(Text provided Opens)
In spite of the pioneering work of Dr. Elizabeth Kubler-Ross and many others, care for the dying is still uneven and difficult to access. Hospice workers are overworked, and hospices have long waiting lists. Hospital staff may not have the time to adequately address the complex needs of the dying. Care for the dying needs to be made a health care priority. Meanwhile, there is much that family and friends can do to help the dying and to help themselves.

Hospice nurses Maggie Callahan and Patricia Kelley, authors of Final Gifts (Bantam, 1992) have tended the terminally ill for more than ten years. Their valuable book is written for caretakers, the dying and health care workers.

"When someone you love is dying you may not see gifts, but only grief, pain and loss. However, a dying person offers enlightening information and comfort, and in return those close at hand can help bring that person peace and recognition of life's meaning."
(Text provided Closes)
* Check your understanding:
a. In the passage on care for the dying, replace "caretakers" with "caregivers" and write out the part from "In spite of" up to and including "health care workers.".
b. Do these statements agree with the passage on care for the dying? Answer yes or no for each, and quote the words that decide it. (i) Callahan and Kelley have cared for the terminally ill for more than ten years. (ii) Hospices have short waiting lists. (iii) Final Gifts is written only for health care workers.
The lines that come next are separate material with no connection to the passage on care for the dying.
(Data extracts Opens)
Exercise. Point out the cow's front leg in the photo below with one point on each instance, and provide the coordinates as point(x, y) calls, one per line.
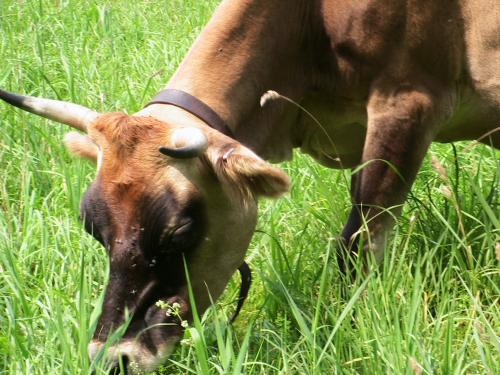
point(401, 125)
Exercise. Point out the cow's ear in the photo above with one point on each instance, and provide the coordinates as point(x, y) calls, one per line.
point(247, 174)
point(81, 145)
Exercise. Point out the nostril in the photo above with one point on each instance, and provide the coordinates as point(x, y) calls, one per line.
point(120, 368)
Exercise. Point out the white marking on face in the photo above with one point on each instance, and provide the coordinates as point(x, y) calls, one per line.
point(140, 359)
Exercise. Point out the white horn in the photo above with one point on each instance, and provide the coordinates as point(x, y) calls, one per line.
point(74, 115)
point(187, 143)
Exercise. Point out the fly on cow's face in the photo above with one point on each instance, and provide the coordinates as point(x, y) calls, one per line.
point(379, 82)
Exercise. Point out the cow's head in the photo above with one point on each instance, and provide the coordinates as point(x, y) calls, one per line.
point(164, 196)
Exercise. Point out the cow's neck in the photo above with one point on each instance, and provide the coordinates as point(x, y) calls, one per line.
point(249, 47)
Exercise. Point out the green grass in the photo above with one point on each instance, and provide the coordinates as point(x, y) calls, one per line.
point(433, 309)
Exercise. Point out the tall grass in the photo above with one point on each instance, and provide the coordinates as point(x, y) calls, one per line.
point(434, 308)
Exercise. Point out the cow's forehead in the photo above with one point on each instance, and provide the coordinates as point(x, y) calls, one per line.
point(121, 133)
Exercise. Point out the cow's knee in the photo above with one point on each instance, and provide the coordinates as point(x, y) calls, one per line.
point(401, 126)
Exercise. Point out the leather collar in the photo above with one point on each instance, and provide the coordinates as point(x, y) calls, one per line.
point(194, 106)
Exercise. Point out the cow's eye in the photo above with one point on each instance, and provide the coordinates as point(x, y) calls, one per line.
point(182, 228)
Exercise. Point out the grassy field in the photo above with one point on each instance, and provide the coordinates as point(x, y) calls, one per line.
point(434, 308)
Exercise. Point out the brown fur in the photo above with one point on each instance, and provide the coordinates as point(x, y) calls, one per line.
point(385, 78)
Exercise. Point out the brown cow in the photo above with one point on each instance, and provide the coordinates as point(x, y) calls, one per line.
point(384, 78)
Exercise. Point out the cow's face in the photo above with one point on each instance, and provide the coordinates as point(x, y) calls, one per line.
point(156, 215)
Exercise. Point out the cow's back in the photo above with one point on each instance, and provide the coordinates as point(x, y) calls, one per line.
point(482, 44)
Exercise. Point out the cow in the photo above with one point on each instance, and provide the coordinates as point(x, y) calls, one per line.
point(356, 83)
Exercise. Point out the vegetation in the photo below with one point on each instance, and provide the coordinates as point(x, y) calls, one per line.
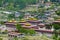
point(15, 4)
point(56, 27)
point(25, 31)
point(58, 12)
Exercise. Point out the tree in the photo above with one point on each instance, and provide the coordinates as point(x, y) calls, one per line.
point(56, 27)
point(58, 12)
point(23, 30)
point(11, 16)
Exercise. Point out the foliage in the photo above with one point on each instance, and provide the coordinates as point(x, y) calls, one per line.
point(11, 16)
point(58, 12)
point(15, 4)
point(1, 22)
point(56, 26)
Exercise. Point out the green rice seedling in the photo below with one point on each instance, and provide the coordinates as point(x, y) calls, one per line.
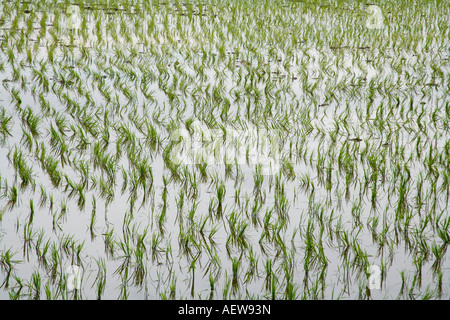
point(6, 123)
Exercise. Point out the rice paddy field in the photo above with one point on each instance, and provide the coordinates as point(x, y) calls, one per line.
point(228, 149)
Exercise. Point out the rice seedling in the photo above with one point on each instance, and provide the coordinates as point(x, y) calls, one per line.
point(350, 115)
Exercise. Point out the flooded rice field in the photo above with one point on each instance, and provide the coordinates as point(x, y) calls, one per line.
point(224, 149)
(Data extracts Closes)
(Data extracts Opens)
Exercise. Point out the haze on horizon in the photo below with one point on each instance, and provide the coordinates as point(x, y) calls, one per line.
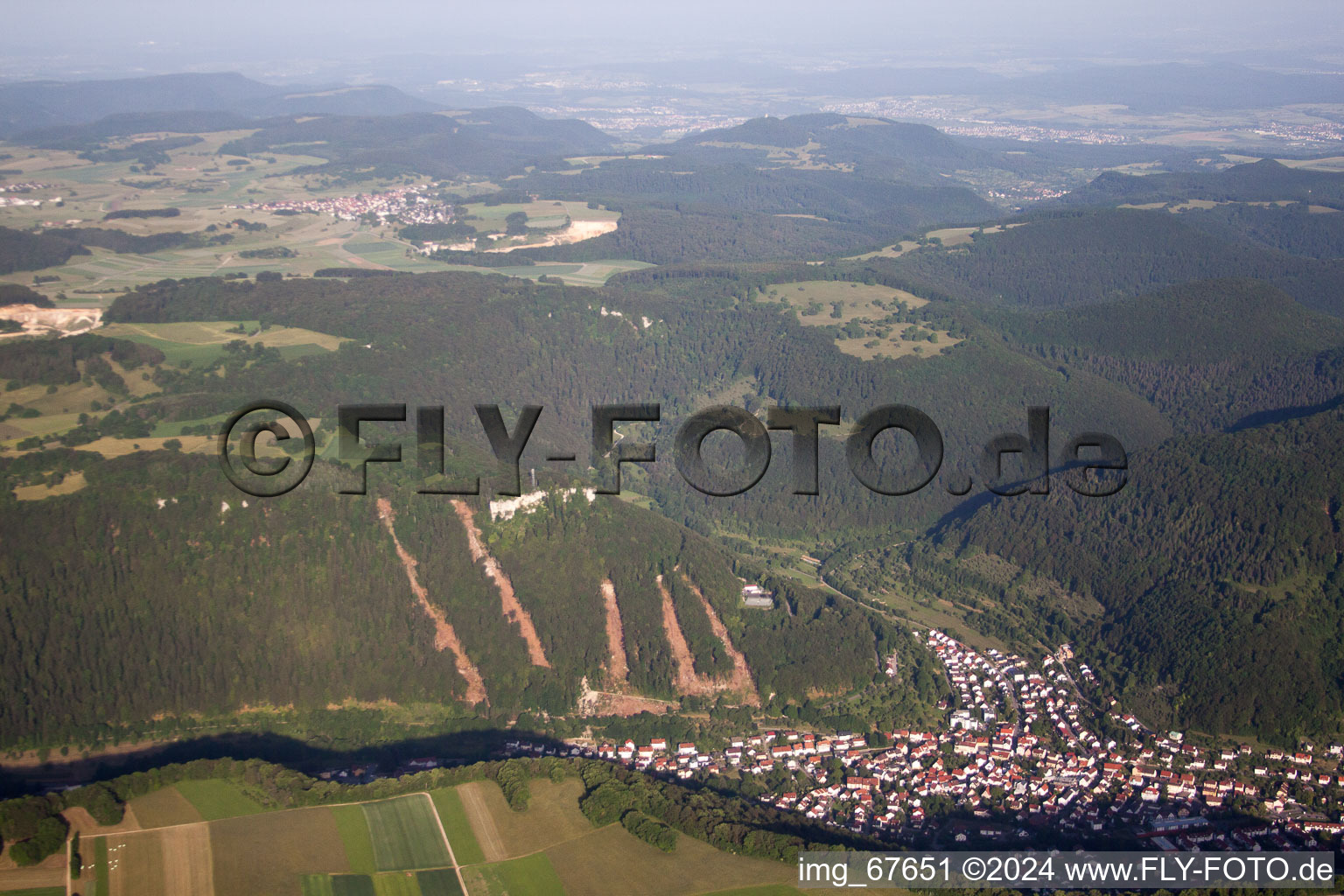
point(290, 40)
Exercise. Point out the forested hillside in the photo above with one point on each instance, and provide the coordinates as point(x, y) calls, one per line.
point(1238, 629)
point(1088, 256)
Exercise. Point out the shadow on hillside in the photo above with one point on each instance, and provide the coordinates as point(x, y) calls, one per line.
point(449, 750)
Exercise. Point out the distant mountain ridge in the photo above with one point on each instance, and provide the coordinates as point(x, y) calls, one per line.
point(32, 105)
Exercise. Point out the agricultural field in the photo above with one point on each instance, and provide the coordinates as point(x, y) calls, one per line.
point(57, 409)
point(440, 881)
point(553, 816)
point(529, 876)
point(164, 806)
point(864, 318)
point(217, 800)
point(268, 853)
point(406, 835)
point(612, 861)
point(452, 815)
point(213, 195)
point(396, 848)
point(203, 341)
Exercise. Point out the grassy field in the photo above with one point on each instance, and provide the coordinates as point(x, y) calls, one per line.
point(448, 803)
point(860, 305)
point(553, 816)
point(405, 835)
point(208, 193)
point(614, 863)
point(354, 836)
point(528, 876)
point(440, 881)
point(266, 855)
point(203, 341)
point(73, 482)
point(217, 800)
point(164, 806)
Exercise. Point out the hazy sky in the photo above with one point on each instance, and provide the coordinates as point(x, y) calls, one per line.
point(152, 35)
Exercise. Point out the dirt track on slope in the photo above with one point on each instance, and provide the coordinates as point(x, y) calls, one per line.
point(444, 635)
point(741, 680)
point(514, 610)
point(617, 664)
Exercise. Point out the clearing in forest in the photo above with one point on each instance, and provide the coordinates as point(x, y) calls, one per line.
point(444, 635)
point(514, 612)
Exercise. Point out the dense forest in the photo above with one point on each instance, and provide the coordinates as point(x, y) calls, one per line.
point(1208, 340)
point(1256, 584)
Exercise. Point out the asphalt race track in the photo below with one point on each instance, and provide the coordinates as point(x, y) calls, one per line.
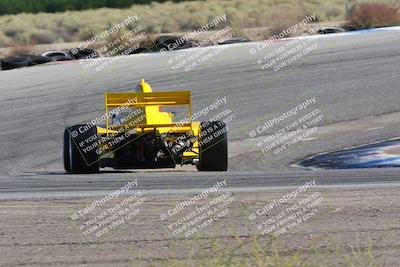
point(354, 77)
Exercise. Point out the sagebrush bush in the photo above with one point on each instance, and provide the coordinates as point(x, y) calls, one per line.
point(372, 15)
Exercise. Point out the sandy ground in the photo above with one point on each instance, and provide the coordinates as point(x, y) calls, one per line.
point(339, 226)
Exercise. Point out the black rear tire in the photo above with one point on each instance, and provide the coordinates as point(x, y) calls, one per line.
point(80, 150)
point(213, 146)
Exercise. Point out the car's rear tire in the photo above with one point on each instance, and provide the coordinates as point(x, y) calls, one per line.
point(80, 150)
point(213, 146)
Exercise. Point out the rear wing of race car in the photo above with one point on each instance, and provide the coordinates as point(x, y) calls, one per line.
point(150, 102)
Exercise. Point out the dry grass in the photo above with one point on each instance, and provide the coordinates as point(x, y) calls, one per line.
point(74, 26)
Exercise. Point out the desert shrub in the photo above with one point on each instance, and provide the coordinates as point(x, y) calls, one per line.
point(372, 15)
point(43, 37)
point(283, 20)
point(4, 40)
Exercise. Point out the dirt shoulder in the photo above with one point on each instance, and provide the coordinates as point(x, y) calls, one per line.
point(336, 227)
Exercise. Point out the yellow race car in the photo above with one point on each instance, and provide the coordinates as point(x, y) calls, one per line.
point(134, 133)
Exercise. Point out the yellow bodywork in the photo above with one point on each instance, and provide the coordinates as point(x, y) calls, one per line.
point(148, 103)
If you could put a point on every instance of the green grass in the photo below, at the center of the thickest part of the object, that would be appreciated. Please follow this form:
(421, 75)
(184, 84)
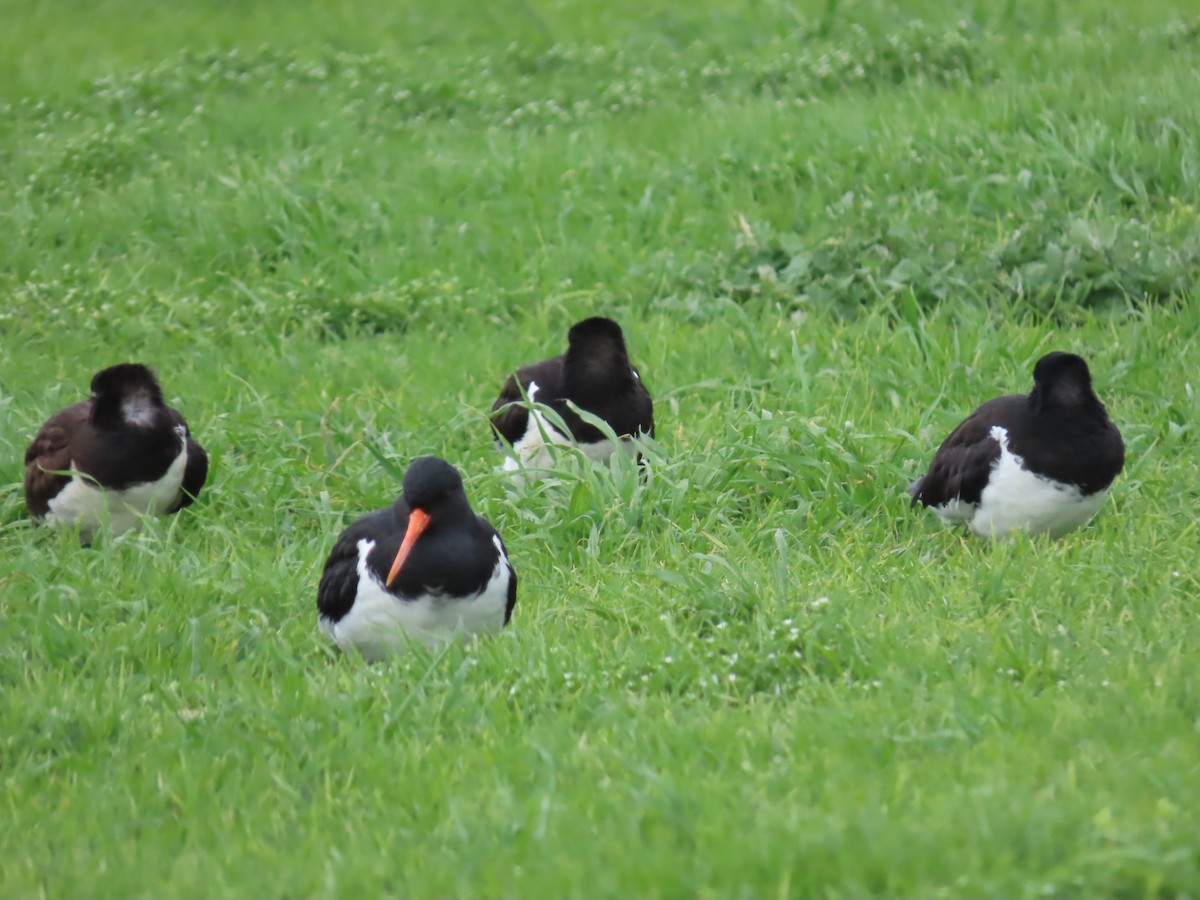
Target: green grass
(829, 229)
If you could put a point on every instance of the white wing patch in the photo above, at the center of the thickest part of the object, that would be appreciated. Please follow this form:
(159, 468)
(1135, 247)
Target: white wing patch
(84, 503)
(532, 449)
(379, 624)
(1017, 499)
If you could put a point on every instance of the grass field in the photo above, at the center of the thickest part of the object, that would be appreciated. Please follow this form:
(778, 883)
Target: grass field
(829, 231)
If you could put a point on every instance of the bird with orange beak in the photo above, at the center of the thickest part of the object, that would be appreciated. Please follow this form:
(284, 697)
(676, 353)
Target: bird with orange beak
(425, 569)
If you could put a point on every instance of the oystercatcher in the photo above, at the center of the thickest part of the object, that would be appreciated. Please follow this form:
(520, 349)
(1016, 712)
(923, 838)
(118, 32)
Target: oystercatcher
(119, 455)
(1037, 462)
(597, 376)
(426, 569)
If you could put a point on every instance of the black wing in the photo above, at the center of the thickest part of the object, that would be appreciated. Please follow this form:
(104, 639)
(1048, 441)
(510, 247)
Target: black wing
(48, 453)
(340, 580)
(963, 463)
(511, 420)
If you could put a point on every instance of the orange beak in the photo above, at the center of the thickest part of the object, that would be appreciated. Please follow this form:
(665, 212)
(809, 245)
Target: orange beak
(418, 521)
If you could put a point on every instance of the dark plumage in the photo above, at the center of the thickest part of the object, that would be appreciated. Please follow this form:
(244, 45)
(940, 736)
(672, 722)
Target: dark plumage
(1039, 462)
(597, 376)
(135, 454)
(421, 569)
(Data extracts Closes)
* Answers to each task:
a.
In spite of the pioneering work of Dr. Elizabeth Kubler-Ross and many others, care for the dying is still uneven and difficult to access. Hospice workers are overworked, and hospices have long waiting lists. Hospital staff may not have the time to adequately address the complex needs of the dying. Care for the dying needs to be made a health care priority. Meanwhile, there is much that family and friends can do to help the dying and to help themselves.

Hospice nurses Maggie Callahan and Patricia Kelley, authors of Final Gifts (Bantam, 1992) have tended the terminally ill for more than ten years. Their valuable book is written for caregivers, the dying and health care workers.

b.
(i) Yes: "have tended the terminally ill for more than ten years"
(ii) No: "hospices have long waiting lists"
(iii) No: "written for caretakers, the dying and health care workers"